(Object point labels)
◇ ◇ ◇

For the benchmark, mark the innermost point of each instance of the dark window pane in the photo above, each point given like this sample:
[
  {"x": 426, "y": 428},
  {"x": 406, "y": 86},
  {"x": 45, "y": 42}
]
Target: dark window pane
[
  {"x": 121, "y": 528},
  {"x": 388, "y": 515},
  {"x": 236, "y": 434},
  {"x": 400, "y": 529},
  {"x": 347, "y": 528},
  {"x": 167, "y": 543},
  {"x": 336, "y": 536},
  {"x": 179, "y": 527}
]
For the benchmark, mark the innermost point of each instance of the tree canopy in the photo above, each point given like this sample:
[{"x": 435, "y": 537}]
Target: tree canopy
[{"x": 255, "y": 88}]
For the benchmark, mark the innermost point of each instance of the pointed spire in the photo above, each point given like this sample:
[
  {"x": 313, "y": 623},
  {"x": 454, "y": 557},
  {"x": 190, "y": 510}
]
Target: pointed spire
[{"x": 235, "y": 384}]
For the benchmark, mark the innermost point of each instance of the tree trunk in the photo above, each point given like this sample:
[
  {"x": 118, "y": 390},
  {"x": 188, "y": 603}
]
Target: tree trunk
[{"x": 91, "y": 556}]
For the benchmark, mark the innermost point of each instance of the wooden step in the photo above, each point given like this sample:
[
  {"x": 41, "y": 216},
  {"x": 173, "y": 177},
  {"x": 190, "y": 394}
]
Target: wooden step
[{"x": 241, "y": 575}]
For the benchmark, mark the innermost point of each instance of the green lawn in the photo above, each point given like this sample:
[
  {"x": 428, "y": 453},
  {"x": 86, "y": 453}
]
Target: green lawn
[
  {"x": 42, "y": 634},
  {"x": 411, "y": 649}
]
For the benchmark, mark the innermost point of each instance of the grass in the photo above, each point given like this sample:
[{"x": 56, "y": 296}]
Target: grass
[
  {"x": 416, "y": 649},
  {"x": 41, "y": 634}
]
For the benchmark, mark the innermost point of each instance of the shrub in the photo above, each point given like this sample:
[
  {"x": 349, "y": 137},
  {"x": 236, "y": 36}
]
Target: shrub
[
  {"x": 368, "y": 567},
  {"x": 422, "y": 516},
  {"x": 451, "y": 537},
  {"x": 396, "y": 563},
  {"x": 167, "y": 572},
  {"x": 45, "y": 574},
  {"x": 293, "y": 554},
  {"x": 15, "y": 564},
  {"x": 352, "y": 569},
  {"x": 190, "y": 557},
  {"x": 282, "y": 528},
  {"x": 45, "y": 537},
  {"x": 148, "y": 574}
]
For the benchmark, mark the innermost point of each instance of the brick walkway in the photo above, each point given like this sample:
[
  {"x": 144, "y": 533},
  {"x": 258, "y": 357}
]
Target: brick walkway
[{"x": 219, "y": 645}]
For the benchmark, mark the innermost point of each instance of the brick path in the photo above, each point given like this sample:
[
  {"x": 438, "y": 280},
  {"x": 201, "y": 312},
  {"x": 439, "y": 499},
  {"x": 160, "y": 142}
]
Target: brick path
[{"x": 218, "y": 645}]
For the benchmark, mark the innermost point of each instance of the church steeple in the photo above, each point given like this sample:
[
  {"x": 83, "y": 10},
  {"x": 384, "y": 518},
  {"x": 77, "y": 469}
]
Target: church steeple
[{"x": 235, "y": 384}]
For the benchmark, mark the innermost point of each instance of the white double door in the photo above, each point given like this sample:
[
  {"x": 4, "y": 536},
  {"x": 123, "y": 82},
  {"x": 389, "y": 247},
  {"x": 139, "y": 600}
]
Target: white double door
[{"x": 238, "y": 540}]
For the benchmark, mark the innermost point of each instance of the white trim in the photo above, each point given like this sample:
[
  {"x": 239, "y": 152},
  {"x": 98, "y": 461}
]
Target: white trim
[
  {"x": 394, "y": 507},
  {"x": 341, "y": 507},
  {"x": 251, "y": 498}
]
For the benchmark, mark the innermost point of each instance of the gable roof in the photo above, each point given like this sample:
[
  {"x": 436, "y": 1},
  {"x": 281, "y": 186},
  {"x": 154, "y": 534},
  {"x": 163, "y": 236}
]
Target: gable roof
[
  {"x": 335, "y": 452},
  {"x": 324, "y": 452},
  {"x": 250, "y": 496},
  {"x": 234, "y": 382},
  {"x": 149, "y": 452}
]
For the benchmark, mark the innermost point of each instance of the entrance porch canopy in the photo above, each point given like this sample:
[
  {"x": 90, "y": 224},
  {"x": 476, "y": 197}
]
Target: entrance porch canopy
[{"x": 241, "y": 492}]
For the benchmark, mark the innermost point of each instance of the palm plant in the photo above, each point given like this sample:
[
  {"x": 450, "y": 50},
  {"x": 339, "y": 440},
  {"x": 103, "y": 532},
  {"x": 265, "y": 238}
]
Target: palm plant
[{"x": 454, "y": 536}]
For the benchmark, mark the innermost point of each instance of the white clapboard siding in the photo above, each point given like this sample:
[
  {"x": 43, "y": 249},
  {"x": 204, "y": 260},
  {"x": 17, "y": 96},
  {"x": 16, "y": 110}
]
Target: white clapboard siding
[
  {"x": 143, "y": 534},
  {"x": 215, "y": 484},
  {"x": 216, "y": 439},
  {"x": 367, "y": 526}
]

◇ ◇ ◇

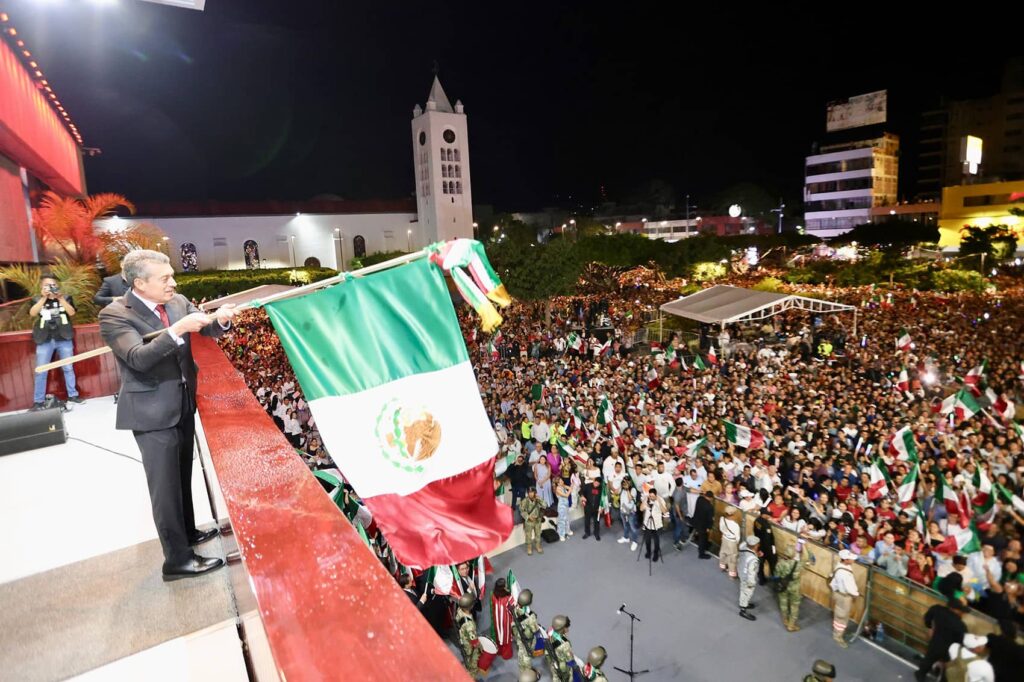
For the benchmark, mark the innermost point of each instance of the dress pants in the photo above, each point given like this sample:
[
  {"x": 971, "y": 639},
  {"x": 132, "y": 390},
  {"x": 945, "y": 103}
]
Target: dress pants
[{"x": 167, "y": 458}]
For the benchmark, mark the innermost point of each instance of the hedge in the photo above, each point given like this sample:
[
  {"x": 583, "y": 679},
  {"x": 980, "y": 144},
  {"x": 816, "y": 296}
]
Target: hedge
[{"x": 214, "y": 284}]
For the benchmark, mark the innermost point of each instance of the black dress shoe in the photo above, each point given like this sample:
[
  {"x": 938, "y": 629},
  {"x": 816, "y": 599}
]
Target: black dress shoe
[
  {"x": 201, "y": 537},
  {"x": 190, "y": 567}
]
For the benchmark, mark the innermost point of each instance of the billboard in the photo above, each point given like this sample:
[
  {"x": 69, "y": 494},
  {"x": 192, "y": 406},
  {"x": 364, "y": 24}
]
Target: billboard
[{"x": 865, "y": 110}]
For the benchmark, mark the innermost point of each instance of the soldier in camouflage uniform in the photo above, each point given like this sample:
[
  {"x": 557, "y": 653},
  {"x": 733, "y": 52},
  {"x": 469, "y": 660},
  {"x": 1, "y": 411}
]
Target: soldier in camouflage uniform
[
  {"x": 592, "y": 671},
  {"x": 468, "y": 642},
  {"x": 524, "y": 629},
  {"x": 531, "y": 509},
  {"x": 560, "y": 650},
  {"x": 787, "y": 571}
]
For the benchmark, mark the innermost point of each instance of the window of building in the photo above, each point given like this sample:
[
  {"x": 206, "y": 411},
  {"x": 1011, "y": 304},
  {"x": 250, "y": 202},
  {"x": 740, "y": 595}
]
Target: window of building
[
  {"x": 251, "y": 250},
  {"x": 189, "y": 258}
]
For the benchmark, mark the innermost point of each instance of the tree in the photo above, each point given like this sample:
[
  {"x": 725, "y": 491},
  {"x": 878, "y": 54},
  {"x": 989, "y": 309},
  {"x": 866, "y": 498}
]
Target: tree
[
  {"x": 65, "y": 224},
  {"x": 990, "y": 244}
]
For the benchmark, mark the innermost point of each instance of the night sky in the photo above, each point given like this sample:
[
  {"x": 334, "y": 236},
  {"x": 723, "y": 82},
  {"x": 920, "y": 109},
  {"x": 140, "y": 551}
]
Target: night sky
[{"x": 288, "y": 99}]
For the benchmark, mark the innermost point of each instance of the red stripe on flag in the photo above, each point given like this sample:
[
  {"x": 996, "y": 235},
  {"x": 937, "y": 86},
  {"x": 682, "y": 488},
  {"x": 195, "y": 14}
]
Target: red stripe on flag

◇ ◇ ◇

#### [What the task asks]
Please count the lines in the rows above that contain the word "step" and reply with only that number.

#### [Answer below]
2